**Text segment**.
※ ※ ※

Transplantation of hWJ-MSCs Improved Motor Behavior in Stroke Rats

Two behavioral tests were used to evaluate the functional recovery on days 3 or 5 after cell transplantation in 15 rats (please see timeline in Fig 1A). The Bederson’s neurological score was significantly reduced by cell transplantation (Fig 1D, F_1,26 = 24.948, p < 0.001, two-way ANOVA). No significant interaction was found between the transplantation group and days after stroke (F_1,16 = 0.0295, p = 0.865, two-way ANOVA). A post-hoc Newman–Keuls test indicated that hWJ-MSC transplants significantly reduced neurological score on day 3 (p = 0.002) and day 5 (p = 0.001), compared with the vehicle. Neurological deficit was also examined by an elevated body asymmetry test. The frequency of initial turning of the head or upper body contralateral to the ischemic side was counted in 20 consecutive trials. The maximum impairment in body asymmetry in stroke animals is 20 contralateral turns/20 trials. A significant reduction in body asymmetry was seen in cell transplantation animals (Fig 1D, F_1,26 = 14.016, p < 0.001) and days after stroke (F_1,26 = 22.930, p < 0.001). A significant interaction was found between the transplantation and days after stroke (F_1,36 = 9.286, p = 0.005, two-way ANOVA). A post-hoc Newman–Keuls test indicated that hWJ-MSC transplants significantly reduced body asymmetry on day 5 (p < 0.002, Fig 1D).

Localization of hWJ-MSCs Transplant in the Ischemic Core

hWJ-MSCs were labeled with CM-Dil fluorescence before transplantation. Animals receiving hWJ-MSCs (n = 6) or vehicle (n = 9) were perfused on day 5 after transplantation and stroke surgery. As seen in the representative photomicrograph in Fig 2A, CM-Dil (red) fluorescence was confined to the graft sites in the cerebral cortex. No red fluorescence was found in animals receiving vehicle (Fig 2A). The density of IBA1 immunoreactivity was increased in the ischemic core. The IBA immunoreactivity in the core region was further quantified. Transplantation of hWJ-MSCs did not significantly alter the density of IBA1 immunoreactivity in the lesioned core (p = 0.270, Student’s t-test). Most of this microglia had an amoeboid morphology (Fig 2B), suggesting that hWJ-MSC transplants did not reduce the activation of microglia in the core region. Using confocal imaging, we found that CM-Dil fluorescence was mainly present within the IBA1 (+) cells (Fig 2B), suggesting that the graft cells were phagocytized by the activated microglia in the core of lesion.

※ ※ ※

**Tasks to perform**.
1. Please answer these from the hWJ-MSC transplantation text:
(a) In the elevated body asymmetry test, over how many consecutive trials was initial turning counted?
(b) What fluorescent label was applied to the hWJ-MSCs before transplantation?
(c) How many animals that received hWJ-MSCs were perfused on day 5?
2. Resume the hWJ-MSC transplantation text, starting right after its final sentence.
The rows that follow come from a separate source.

**Source material**.
※ ※ ※

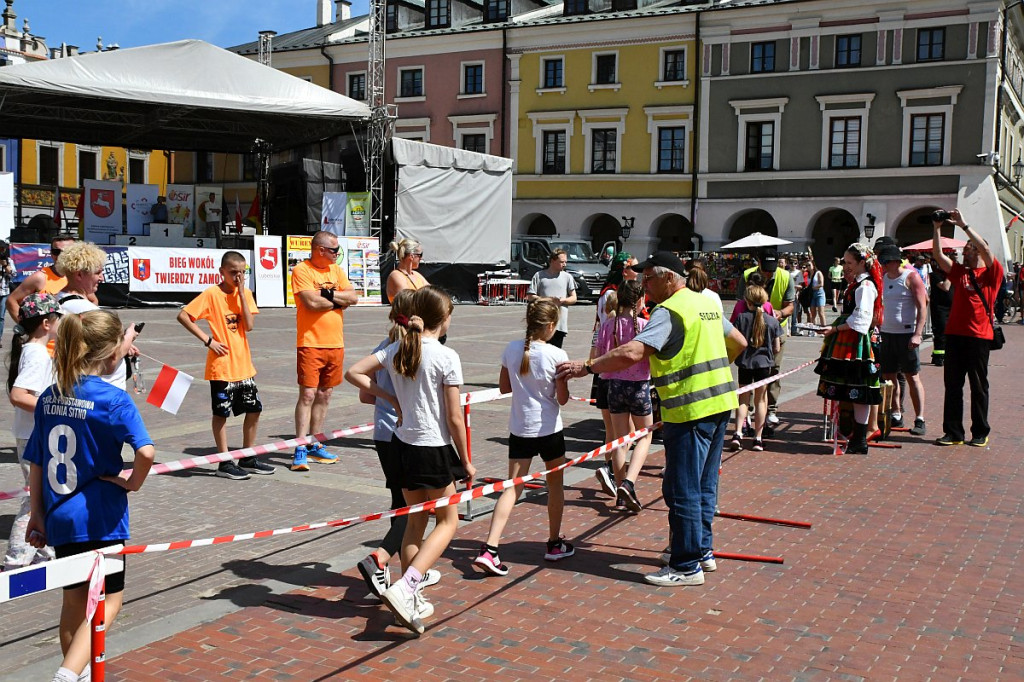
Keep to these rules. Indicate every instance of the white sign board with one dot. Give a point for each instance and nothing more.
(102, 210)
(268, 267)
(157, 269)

※ ※ ※

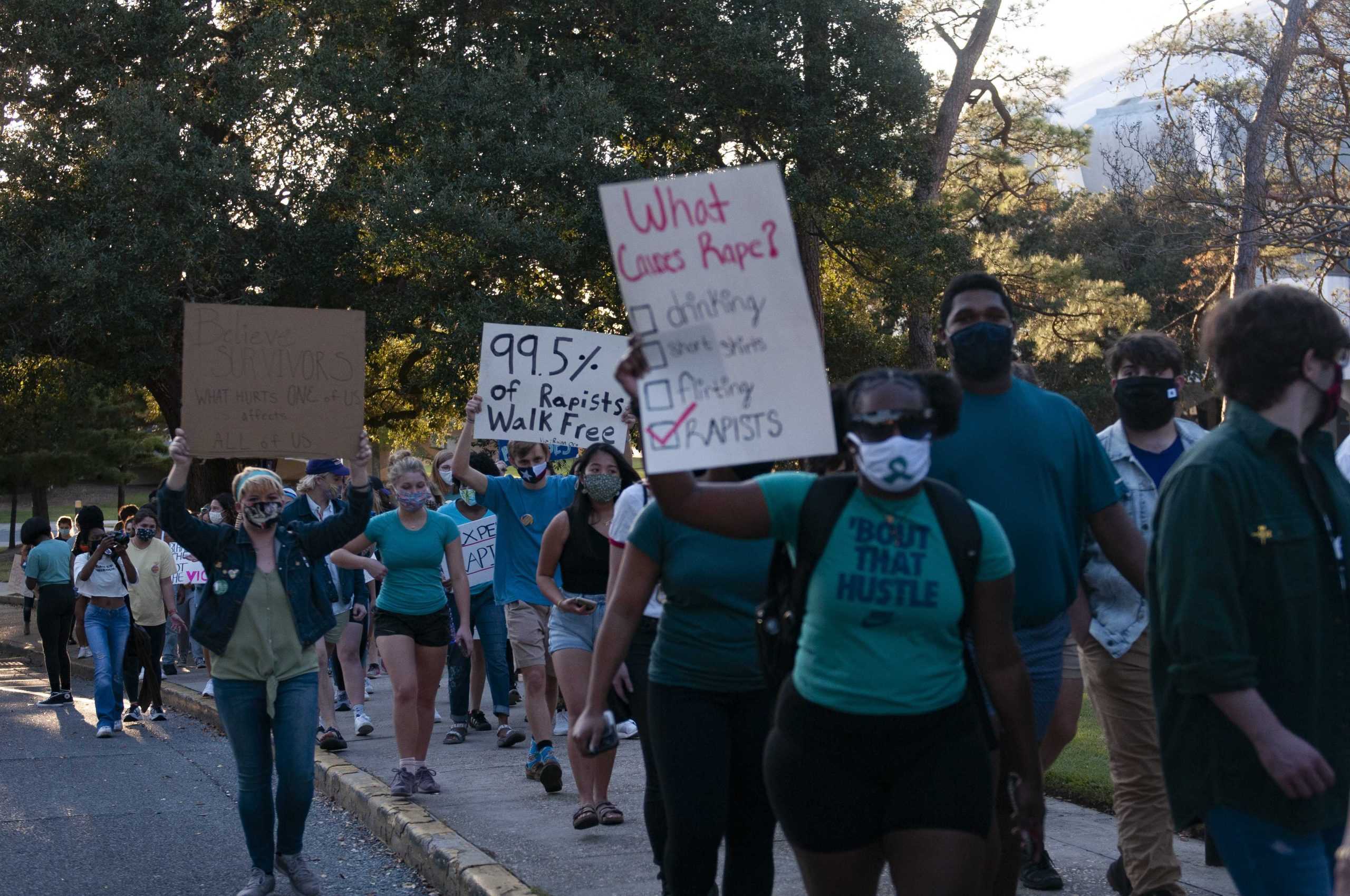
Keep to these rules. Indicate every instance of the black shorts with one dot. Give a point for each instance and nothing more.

※ ※ ※

**Your responses**.
1.
(a) 20 consecutive trials
(b) CM-Dil
(c) 6

2.
Fig 2. — Transplantation of hWJ-MSCs did not reduce microglial activation in the ischemic core area. hWJ-MSCs were pre-labeled with the fluorescent dye CM-Dil before grafting to stroke rats. Animals were perfused on day 5 after transplantation and stroke surgery. (A) Enhanced IBA1 immunoreactivity (green fluorescence) was found in the ischemic core in animals receiving vehicle or hWJ-MSCs. (A) Red CM-Dil fluorescence (+) cells were confined to the graft sites. No red fluorescence was found in animals receiving vehicle. (B) High-magnification confocal photomicrographs indicated that grafted cells (red fluorescence) were mainly in the microglia. Calibration = 10 μm.

CM-Dil: chloromethyl benzamide 1,1’-dioctadecyl-3,3,3’3’- tetramethylindocarbocyanine perchlorate; hWJ-MSC: Wharton’s jelly-derived mesenchymal stromal cell.

Transplantation of hWJ-MSCs Reduced Microglia Activation in the Peri-Lesioned Area

Microglial activation was also found in the peri-lesioned area (Fig 3). Transplantation of hWJ-MSCs reduced IBA1 immunoreactivity in this region (Fig 3 A and B). The optical density of IBA1 immunoreactivity was quantified in the six different peri-lesioned areas in three consecutive brain sections with a visualized anterior commissure in each animal. Averaged IBA1 optical density in the peri-lesioned zone, normalized to the mean of vehicle controls, was significantly reduced by the hWJ-MSC transplant (p < 0.001, Student’s t-test, Fig 3D). At a higher magnification, we found that most of the microglia were de-ramified or in amoeboid morphology in the peri-lesioned area in animals receiving vehicle (Fig 3C). In contrast, resting microglia exhibiting ramified morphology were found in the non-lesioned side cortex (Fig 3C). Some ramified microglia were found in the peri-lesioned area in animals receiving hWJ-MSC grafting (Fig 3C). Taken together, these data suggest that hWJ-MSC transplants reduced the IBA1 immunoreactivity as well as morphological activation of microglia in the peri-lesioned area.

CsA Reduced the Immunorejection of hWJ-MSC Transplants

Stroke rats receiving (A) CsA and hWJ-MSC transplant (hWJ + CsA, n = 8), (B) hWJ-MSC transplants only (hWJ, n = 6), or (C) vehicle (n = 9) were used in this study. Transplantation of hWJ + CsA, similar to hWJ, significantly reduced the Bederson’s neurological score (Fig 4A F_3,52 = 14.134, p < 0.001) and body asymmetry (Fig 4B, F_3,52 = 4.837, p = 0.005, two-way ANOVA). No difference was found between the animals receiving hWJ + CsA and hWJ. Brain infarction was examined on day 4 by MRI. The area of infarction in brain slices was quantified every 2 mm from the rostral end (Fig 4I). hWJ or hWJ + CsA significantly reduced brain infarction (p < 0.001, F_2,126 = 14.910, two-way ANOVA, Fig 4I). No significant difference was found between hWJ + CsA and hWJ groups (Fig 4I, p = 0.111, post-hoc Newman–Keuls test).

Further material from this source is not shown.